What the exercise asks:
Rescale everything from the start of the records down to and including the line that contains "point(530, 348)", writing out every one of those lines again, requests included. Multiply each point coordinate in the answers by 2.25 and round to whole numbers, with halves rounded up, but leave the sample coordinates inside the requests unchanged.

Material to process:

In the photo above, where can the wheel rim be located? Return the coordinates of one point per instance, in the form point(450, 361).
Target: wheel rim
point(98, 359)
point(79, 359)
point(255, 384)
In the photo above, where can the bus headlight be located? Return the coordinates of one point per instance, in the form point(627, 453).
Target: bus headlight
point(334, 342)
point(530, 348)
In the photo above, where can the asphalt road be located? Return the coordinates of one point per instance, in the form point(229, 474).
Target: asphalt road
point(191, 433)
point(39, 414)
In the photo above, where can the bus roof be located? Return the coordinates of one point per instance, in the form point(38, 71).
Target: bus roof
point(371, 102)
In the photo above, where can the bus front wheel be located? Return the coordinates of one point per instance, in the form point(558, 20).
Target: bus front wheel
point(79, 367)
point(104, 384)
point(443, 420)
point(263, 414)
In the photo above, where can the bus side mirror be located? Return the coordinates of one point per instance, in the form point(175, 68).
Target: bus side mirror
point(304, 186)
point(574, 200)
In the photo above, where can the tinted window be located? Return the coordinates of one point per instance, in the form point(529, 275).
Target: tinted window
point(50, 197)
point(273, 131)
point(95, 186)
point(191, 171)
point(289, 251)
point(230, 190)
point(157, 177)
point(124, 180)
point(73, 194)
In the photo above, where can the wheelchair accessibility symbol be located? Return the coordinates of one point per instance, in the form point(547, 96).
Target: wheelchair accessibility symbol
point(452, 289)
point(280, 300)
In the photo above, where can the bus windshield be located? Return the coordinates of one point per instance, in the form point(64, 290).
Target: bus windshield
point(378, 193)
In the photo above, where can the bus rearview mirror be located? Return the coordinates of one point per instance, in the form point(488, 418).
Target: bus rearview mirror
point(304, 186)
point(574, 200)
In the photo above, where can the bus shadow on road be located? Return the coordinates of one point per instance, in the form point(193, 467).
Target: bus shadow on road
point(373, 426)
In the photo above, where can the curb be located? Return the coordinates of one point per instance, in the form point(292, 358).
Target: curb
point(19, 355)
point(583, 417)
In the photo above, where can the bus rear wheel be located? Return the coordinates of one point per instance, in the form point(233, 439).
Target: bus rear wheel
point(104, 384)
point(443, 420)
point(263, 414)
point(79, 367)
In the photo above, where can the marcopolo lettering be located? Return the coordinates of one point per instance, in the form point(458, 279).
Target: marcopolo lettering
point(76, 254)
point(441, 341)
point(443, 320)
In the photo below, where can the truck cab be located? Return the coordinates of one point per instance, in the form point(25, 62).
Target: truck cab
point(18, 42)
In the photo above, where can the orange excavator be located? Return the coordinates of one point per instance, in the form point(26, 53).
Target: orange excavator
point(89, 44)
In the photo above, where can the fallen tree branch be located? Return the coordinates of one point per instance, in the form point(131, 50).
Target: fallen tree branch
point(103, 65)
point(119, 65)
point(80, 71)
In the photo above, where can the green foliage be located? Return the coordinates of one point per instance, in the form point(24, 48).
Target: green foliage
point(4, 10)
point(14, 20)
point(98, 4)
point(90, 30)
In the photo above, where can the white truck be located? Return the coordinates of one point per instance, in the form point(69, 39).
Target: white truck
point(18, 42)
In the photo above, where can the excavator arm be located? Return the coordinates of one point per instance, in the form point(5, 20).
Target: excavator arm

Result of this exercise:
In the photo above, where can the wheel rim be located? Return the coordinates of one point per instance, in the form point(450, 361).
Target: wheel rim
point(221, 808)
point(178, 808)
point(574, 864)
In the photo above, where can the bus headlight be located? Return the coordinates of one point per instance, in the form point(627, 453).
Target: bus headlight
point(752, 770)
point(1193, 783)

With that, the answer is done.